#### [Your objective]
Please pull out every line of the material below that contains the string "jersey". Case counts.

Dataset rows
——————
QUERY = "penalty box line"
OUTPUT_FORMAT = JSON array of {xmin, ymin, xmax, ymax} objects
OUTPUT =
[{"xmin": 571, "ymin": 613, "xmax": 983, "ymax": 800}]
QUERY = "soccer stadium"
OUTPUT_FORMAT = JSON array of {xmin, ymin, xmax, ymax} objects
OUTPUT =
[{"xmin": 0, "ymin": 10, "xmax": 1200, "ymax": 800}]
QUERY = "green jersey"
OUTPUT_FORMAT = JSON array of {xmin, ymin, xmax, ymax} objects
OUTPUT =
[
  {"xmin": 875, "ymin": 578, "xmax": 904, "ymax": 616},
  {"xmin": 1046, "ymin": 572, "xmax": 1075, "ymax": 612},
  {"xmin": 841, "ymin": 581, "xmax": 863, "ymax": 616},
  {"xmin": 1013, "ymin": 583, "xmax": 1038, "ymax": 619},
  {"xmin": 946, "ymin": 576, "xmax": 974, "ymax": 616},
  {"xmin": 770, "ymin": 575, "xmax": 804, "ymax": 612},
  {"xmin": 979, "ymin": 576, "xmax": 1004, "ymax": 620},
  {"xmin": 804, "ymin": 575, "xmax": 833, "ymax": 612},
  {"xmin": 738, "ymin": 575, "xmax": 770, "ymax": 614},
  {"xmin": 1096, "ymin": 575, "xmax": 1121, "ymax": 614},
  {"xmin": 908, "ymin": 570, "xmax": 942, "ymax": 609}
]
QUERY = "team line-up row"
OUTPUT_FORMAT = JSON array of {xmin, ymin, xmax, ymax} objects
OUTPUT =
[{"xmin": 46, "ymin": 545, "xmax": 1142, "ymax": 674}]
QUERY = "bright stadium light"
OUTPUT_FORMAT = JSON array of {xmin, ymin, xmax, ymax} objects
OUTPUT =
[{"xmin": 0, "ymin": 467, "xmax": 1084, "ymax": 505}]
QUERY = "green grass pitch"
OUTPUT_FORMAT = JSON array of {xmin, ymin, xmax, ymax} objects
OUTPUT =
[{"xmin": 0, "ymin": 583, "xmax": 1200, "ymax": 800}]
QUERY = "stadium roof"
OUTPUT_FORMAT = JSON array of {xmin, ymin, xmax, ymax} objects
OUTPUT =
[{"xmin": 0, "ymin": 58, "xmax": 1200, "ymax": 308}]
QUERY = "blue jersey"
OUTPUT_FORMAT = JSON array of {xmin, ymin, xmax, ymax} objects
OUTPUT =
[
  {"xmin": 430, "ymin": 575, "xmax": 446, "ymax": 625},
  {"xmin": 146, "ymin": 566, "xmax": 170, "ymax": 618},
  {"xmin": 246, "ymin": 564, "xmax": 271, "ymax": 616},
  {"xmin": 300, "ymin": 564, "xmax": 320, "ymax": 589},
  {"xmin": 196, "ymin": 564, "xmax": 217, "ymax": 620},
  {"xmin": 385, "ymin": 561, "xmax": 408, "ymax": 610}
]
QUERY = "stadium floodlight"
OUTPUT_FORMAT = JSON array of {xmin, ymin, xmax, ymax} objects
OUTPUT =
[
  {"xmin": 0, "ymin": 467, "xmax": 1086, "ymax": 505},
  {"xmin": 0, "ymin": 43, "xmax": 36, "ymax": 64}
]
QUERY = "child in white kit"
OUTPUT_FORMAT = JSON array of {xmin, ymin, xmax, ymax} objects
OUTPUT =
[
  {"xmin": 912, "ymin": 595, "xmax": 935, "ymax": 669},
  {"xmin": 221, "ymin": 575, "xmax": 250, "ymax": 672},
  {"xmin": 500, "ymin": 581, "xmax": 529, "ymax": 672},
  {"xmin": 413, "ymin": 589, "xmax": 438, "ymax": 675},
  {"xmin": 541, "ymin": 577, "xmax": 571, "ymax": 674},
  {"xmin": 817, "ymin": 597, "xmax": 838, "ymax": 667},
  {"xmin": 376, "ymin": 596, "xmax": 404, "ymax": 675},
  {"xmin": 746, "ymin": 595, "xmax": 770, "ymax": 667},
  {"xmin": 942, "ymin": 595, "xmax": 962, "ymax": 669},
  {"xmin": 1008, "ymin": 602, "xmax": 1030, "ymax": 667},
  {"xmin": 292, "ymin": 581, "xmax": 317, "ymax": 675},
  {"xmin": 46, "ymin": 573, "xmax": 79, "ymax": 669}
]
——————
#### [Final result]
QUERY = "green jersey"
QUERY = "blue jersey"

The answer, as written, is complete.